"""

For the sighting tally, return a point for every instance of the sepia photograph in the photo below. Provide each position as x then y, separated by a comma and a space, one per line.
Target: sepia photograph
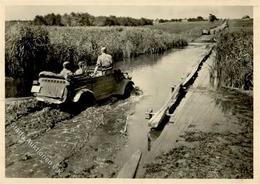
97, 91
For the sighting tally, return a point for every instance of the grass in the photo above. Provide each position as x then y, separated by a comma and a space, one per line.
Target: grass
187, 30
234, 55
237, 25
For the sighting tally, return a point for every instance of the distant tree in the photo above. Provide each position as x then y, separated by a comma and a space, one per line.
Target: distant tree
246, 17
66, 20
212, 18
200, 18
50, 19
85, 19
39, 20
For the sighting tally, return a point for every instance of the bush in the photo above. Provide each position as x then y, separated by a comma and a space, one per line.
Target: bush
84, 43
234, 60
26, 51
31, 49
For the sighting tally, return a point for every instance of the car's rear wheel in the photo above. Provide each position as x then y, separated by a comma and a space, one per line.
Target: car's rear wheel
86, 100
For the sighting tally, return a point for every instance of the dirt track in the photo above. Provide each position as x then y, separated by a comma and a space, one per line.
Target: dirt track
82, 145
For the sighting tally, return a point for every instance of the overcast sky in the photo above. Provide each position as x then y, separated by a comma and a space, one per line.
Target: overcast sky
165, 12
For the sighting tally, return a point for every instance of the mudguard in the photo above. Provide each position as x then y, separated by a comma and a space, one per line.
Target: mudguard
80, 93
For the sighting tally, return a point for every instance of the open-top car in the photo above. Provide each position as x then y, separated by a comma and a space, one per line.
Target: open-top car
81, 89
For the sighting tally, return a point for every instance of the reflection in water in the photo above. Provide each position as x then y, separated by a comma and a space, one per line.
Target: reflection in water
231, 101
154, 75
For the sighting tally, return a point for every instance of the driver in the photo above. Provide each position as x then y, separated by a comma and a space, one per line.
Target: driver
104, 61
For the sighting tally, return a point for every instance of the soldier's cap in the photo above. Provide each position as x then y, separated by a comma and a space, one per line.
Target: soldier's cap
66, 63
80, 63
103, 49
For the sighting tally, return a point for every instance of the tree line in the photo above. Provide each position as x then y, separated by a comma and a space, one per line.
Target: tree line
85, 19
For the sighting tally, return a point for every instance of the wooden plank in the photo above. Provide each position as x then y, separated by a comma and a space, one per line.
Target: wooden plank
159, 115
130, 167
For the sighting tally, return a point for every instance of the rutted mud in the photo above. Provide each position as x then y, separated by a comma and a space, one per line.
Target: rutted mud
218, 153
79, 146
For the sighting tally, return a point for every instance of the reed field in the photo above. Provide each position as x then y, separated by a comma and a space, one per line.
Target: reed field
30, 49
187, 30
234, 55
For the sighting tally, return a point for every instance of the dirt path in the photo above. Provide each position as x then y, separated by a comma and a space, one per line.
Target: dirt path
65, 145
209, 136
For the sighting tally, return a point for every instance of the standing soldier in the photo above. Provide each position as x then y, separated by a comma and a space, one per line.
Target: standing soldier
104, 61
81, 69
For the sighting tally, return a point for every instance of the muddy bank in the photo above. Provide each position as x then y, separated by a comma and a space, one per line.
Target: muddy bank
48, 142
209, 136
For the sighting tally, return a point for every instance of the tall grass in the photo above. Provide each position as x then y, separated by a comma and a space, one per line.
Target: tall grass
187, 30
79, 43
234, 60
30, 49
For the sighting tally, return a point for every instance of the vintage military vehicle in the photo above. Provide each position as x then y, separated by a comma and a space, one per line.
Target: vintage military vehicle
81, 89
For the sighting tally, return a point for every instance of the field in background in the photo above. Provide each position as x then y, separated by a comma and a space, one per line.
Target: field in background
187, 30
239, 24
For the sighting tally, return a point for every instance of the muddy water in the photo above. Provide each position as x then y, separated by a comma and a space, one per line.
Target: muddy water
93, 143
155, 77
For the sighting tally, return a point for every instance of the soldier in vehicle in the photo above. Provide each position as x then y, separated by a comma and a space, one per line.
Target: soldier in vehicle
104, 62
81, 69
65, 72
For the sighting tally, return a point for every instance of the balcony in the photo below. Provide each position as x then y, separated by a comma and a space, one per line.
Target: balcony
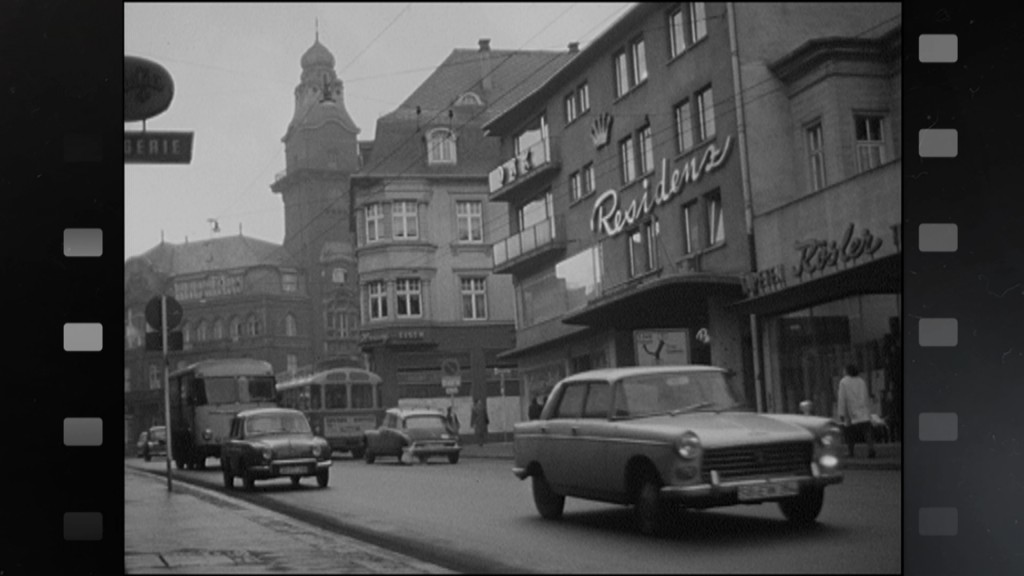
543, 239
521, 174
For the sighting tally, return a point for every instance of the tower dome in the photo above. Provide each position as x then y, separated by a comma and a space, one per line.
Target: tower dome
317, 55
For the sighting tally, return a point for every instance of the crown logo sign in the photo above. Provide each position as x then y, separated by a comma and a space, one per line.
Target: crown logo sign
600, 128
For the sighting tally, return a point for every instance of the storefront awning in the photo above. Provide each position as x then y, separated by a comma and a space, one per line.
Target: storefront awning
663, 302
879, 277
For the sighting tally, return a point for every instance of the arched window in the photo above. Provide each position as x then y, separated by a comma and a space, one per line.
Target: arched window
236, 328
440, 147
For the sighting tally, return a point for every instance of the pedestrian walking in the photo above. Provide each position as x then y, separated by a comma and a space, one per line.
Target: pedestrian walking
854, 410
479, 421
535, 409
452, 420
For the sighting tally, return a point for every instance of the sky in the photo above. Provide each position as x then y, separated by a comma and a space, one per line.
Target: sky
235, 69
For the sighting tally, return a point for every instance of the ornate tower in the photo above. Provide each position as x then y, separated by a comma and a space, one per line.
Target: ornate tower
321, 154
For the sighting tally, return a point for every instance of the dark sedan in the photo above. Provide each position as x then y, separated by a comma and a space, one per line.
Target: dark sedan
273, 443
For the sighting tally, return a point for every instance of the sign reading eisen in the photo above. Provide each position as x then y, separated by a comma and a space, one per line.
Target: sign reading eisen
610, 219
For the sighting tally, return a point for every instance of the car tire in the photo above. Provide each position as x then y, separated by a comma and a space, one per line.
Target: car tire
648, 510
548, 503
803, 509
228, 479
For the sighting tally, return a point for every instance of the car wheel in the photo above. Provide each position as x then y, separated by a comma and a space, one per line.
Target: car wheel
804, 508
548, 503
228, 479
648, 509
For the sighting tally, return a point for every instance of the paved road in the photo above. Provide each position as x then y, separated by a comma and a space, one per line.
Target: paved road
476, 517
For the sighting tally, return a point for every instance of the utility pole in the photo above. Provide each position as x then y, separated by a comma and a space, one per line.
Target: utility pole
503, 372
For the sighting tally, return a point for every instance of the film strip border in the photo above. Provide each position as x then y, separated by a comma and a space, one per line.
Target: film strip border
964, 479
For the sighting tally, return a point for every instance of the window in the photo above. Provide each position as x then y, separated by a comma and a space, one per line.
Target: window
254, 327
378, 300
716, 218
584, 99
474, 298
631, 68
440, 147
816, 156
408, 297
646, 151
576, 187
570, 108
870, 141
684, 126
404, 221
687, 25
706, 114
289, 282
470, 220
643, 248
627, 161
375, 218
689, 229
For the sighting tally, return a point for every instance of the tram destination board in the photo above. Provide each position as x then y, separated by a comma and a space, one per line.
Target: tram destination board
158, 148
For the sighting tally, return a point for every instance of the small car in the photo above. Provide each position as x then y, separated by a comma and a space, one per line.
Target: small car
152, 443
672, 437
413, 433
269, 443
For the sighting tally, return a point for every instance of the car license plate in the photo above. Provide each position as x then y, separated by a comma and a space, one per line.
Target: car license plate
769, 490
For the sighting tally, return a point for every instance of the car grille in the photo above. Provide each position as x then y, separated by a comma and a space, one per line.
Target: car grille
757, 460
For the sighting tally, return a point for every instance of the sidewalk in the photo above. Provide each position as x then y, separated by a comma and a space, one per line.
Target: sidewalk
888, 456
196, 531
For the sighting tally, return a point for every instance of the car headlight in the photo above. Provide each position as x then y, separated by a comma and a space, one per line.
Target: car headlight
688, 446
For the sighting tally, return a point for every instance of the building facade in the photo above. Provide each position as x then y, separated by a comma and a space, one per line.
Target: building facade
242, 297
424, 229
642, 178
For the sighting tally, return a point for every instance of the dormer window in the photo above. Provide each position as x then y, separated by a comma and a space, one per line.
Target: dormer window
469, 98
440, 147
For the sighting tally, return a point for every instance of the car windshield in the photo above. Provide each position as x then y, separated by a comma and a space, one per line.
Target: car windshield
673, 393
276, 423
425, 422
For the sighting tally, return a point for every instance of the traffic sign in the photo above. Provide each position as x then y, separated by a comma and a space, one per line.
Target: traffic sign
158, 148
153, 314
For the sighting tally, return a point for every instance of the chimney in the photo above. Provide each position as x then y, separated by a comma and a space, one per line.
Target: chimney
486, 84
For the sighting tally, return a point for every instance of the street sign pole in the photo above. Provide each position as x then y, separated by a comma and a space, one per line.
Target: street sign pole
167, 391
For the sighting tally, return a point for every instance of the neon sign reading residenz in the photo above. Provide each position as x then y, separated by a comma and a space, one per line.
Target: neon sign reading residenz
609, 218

"""

● Problem: Return every line from the one holding "of the traffic" through the end of the data, exactly as it appears, with both ends kept and nothing else.

● Solution to the problem:
For the sighting tally, return a point for every instance of the traffic sign in the photo above. Provide each position as x then y, separated by a comma and a space, one per line.
Target: traffic sign
158, 148
153, 314
For the sighting tally, return a point for every instance of the chimney in the photo above. Provide each position as x then y, separated by a comma and a space, one per line.
Target: chimney
486, 84
For the sighting tally, return a point for every instance of the street sign pole in the photo above. Provide each position as x then y, separated by a comma and a space, one per line.
Target: street sign pole
167, 391
For the sighting tally, return a point for every instance of the neon sign reading residenz in the photo above. Provide each position as x then y, separated by a comma and a space, one per line.
Target: neon sign reading residenz
609, 218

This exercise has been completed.